Rewrite the lines from the one containing "Pinpoint silver wristwatch in the picture." through the one containing "262,214,386,300" as a Markdown table with the columns Row and Line, numbering each line and leaving out blank lines.

□ □ □

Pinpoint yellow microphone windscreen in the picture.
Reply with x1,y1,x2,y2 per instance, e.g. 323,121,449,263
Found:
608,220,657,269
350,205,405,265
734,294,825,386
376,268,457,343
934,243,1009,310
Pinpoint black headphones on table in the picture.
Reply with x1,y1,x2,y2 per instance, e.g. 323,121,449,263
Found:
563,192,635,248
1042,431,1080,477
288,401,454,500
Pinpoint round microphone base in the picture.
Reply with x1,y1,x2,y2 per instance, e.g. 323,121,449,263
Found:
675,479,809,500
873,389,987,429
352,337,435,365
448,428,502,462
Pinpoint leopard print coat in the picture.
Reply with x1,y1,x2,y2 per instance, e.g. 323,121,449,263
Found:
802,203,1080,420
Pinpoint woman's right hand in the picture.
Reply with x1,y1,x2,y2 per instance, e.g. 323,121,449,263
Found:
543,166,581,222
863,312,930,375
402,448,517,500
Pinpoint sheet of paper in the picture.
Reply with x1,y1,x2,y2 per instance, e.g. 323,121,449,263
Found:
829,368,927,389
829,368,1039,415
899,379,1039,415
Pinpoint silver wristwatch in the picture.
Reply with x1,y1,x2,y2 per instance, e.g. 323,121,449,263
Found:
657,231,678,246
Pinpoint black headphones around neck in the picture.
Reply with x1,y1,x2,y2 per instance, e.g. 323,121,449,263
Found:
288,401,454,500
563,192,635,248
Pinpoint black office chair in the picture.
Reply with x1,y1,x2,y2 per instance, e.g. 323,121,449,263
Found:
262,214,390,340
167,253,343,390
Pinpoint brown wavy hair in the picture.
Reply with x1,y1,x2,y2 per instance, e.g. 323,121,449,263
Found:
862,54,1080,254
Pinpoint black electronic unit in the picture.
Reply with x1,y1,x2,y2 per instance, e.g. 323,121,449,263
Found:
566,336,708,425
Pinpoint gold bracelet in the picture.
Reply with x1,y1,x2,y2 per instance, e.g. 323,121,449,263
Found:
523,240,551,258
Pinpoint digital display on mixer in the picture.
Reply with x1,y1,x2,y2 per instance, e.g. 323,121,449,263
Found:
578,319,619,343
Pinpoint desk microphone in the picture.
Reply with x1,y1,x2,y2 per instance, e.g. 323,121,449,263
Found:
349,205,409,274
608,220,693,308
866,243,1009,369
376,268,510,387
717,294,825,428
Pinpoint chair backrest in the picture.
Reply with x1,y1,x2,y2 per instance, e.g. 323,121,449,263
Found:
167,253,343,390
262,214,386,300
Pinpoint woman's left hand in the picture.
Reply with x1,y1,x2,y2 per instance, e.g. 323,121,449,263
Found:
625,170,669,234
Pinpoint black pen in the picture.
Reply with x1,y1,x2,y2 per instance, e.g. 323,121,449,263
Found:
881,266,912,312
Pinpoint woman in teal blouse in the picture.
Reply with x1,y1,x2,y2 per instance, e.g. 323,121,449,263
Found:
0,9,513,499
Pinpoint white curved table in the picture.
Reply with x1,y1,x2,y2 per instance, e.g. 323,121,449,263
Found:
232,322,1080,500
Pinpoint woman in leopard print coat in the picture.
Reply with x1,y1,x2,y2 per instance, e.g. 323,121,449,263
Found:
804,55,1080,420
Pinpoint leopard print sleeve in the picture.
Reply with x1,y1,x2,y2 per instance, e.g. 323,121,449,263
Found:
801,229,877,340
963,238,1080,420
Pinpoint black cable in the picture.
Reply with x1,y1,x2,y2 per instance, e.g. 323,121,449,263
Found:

□ □ □

> **CORRECT RESPONSE**
| Row | Line |
|---|---|
| 1 | Pinpoint silver wristwatch in the picture. |
| 2 | Reply with x1,y1,x2,y2 per instance, e.g. 323,121,449,263 |
| 3 | Found: |
| 4 | 657,231,678,246 |
| 5 | Pinpoint black headphones around neck in the picture. |
| 6 | Reply with x1,y1,x2,y2 per instance, e.g. 323,121,449,263 |
| 7 | Found: |
| 8 | 288,401,454,500 |
| 9 | 563,192,635,248 |
| 10 | Pinpoint black office chair in the picture. |
| 11 | Reply with x1,y1,x2,y2 per instance, e.g. 323,121,449,263 |
| 12 | Found: |
| 13 | 262,214,390,340 |
| 14 | 167,253,343,390 |
| 15 | Pinpoint brown wavy hair in the picture. |
| 16 | Reply with x1,y1,x2,y2 per instance, e.g. 323,121,449,263 |
| 17 | Found: |
| 18 | 862,54,1080,254 |
| 19 | Pinpoint black electronic unit in the picture. |
| 20 | Reply with x1,y1,x2,y2 per instance, e.g. 323,121,449,263 |
| 21 | Found: |
| 22 | 566,336,708,425 |
| 23 | Pinpoint gold bracelet in the picture. |
| 24 | Reply with x1,y1,x2,y2 per instance, e.g. 323,121,449,263 |
| 25 | Found: |
| 26 | 523,240,551,258 |
| 27 | Pinpoint digital display on mixer in the picture. |
| 28 | Reply with x1,y1,x2,y2 per instance, e.g. 323,121,449,263 |
| 29 | Found: |
| 30 | 578,319,619,343 |
| 31 | Pinpoint desk microphone in the picture. |
| 32 | Reply with x1,y1,x2,y2 per instance, e.g. 323,121,449,263 |
| 33 | Found: |
| 34 | 349,205,409,274 |
| 35 | 608,220,693,308 |
| 36 | 866,243,1009,369 |
| 37 | 376,268,510,387 |
| 38 | 717,294,825,428 |
| 39 | Pinpoint chair backrest in the picture. |
| 40 | Reply with x1,y1,x2,y2 per instance, e.g. 323,121,449,263 |
| 41 | Found: |
| 42 | 167,253,343,390 |
| 43 | 262,214,386,300 |